→ Data records
------------------------------------------------
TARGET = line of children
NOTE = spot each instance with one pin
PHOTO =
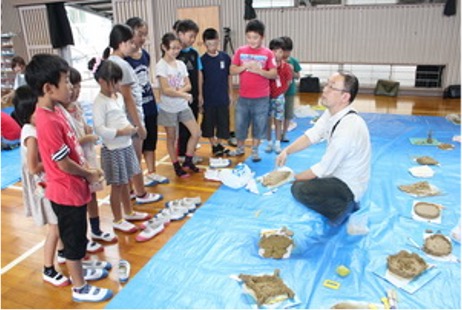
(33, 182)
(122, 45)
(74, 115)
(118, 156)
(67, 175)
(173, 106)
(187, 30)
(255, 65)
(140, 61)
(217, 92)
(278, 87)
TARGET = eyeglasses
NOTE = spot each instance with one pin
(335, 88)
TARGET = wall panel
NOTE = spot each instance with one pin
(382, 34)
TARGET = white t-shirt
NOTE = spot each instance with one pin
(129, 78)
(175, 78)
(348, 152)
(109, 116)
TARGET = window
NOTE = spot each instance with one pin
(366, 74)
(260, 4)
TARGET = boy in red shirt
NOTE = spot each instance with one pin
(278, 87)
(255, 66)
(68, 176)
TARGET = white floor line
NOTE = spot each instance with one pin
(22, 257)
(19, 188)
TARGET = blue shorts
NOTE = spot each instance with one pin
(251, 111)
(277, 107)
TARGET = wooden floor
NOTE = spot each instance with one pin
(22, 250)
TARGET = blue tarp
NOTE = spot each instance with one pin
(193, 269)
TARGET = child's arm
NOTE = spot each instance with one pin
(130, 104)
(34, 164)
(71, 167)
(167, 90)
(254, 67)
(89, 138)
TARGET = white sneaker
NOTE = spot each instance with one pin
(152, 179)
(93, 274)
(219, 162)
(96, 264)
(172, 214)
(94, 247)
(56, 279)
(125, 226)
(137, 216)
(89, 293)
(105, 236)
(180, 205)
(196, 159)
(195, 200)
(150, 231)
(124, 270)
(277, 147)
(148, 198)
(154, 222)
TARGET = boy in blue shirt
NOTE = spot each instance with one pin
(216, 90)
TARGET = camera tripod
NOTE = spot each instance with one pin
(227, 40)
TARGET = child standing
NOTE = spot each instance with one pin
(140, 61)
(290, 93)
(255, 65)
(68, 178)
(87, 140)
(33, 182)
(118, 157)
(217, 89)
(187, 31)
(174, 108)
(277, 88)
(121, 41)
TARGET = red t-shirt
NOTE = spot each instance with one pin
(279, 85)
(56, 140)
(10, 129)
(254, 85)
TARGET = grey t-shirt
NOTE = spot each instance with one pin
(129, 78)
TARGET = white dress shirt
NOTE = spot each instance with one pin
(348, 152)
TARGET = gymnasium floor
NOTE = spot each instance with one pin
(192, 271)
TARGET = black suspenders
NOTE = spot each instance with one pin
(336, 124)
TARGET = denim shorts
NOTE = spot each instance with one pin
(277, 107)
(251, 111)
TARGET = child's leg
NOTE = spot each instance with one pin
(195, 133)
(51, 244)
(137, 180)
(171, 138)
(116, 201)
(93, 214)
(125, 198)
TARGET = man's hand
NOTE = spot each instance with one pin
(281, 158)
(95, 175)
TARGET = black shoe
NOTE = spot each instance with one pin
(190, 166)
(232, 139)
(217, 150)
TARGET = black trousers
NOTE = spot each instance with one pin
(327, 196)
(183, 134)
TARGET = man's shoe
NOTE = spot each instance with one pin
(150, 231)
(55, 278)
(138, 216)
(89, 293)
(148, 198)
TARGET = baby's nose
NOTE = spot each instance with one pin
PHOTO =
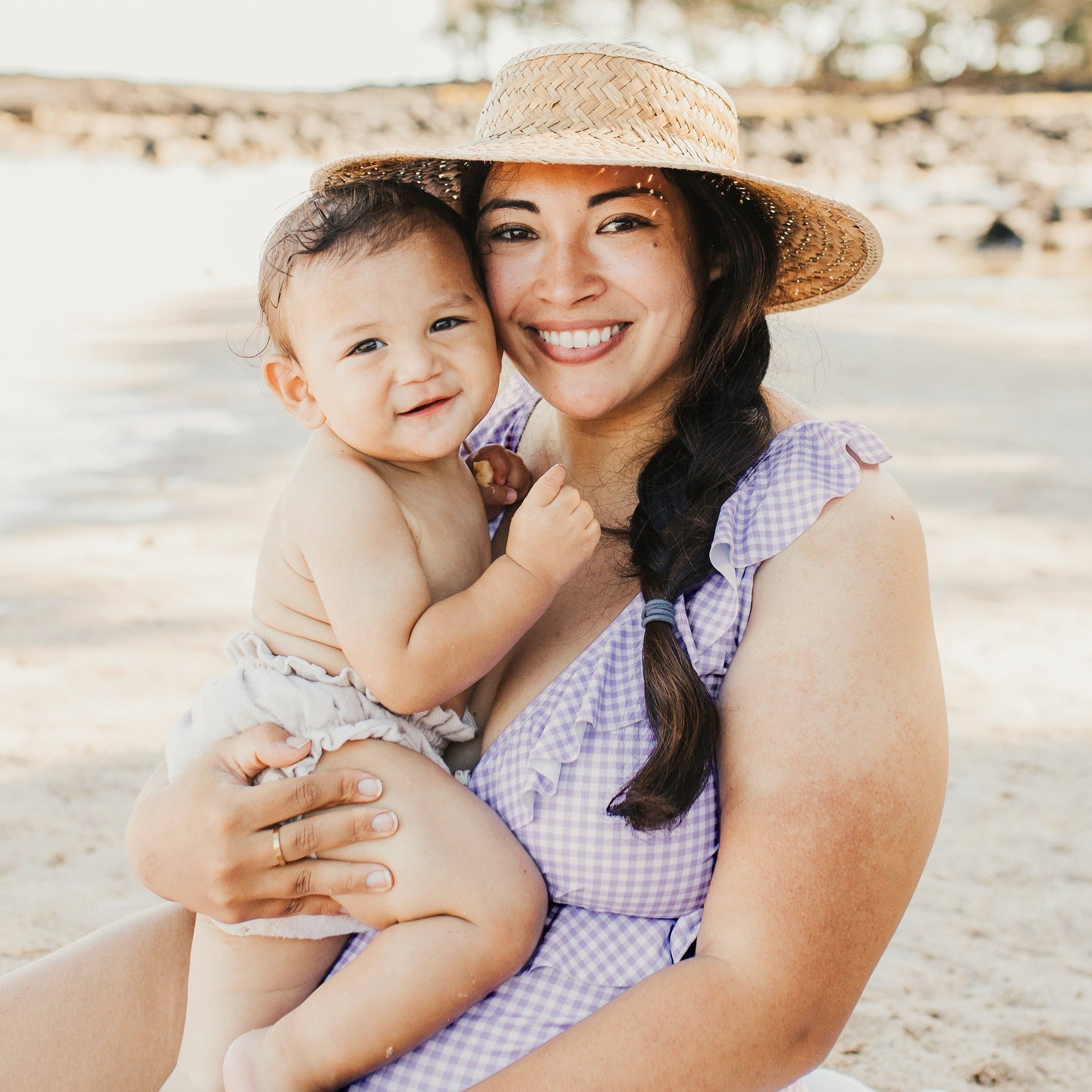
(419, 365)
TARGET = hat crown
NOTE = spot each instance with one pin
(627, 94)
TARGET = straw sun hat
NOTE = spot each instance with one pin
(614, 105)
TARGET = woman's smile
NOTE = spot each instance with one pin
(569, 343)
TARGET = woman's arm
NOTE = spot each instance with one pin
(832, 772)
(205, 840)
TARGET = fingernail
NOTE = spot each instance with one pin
------------------------------------------------
→ Exercise instructions
Quote every entry exactly, with the pictures omitted.

→ Final answer
TARGET = line of children
NOTE = spot each instance with one pin
PHOTO =
(33, 182)
(122, 45)
(74, 115)
(118, 156)
(67, 175)
(173, 106)
(187, 30)
(255, 65)
(140, 61)
(217, 92)
(278, 87)
TARGET = eyeglasses
NOTE = spot each instance with one pin
(335, 88)
TARGET = wall panel
NOTE = spot each instance with one pin
(382, 34)
TARGET = white t-shirt
NOTE = spot each instance with one pin
(129, 78)
(175, 78)
(348, 152)
(109, 116)
TARGET = window
NOTE = spot each instance with one pin
(366, 74)
(260, 4)
TARGET = boy in red shirt
NOTE = spot each instance with one pin
(278, 87)
(255, 66)
(68, 176)
TARGET = white floor line
NOTE = spot each instance with one pin
(22, 257)
(19, 188)
TARGET = blue shorts
NOTE = spot each instance with one pin
(251, 111)
(277, 107)
TARGET = wooden floor
NOTE = spot each instance with one pin
(22, 250)
TARGET = blue tarp
NOTE = spot each instance with one pin
(193, 269)
TARGET = child's arm
NOTE = spot each instance with one pin
(130, 104)
(34, 164)
(71, 167)
(167, 90)
(254, 67)
(89, 138)
TARGET = white sneaker
NOTE = spot each instance with one pin
(152, 179)
(93, 274)
(219, 162)
(96, 264)
(172, 214)
(94, 247)
(56, 279)
(125, 226)
(137, 216)
(89, 293)
(105, 236)
(180, 205)
(196, 159)
(195, 200)
(150, 231)
(124, 270)
(277, 147)
(148, 198)
(154, 222)
TARGET = boy in blue shirt
NOTE = spot each instance with one pin
(216, 90)
TARGET = camera tripod
NOTE = spot each instance with one pin
(227, 40)
TARGET = child standing
NOTE = spot each instance with one pin
(140, 61)
(290, 93)
(255, 65)
(68, 178)
(87, 140)
(33, 182)
(118, 157)
(217, 89)
(187, 31)
(174, 108)
(277, 88)
(121, 41)
TARGET = red t-shirt
NOTE = spot each instance with one pin
(279, 85)
(56, 140)
(10, 129)
(254, 85)
TARGET = grey t-shirt
NOTE = spot each instance with one pin
(129, 78)
TARGET = white dress shirt
NOTE = spot each instance with one pin
(348, 152)
TARGET = gymnasium floor
NOTE = spot each instance with one pin
(192, 271)
TARGET = black suspenders
NOTE = spot each instance with one pin
(336, 124)
TARGET = denim shorts
NOTE = spot each instance with one pin
(277, 107)
(251, 111)
TARGET = child's leg
NOTE = spot each instance with one pin
(195, 133)
(51, 244)
(137, 180)
(171, 138)
(116, 201)
(93, 214)
(125, 198)
TARGET = man's hand
NOTE = spot each instance with one pin
(281, 158)
(95, 175)
TARGET = black shoe
NOTE = spot each instance with one pin
(190, 166)
(232, 139)
(217, 150)
TARGET = black trousers
NOTE = spot each instance with one pin
(327, 196)
(183, 134)
TARGET = man's shoe
NOTE = spot each instance with one pin
(150, 231)
(55, 278)
(138, 216)
(89, 293)
(148, 198)
TARGET = baby's nose
NOTE = spot each instance with one pin
PHOTO =
(419, 365)
TARGET = hat crown
NOTE = spot each instance with one pin
(627, 94)
TARGET = straw sun hat
NOTE = spot each instance with one pin
(614, 105)
TARGET = woman's smile
NOTE = spot each instance with one pin
(569, 343)
TARGET = woman's arm
NOTE = spot each instance with one pin
(832, 772)
(205, 840)
TARGET = fingernail
NOTE = spot each instance with one pin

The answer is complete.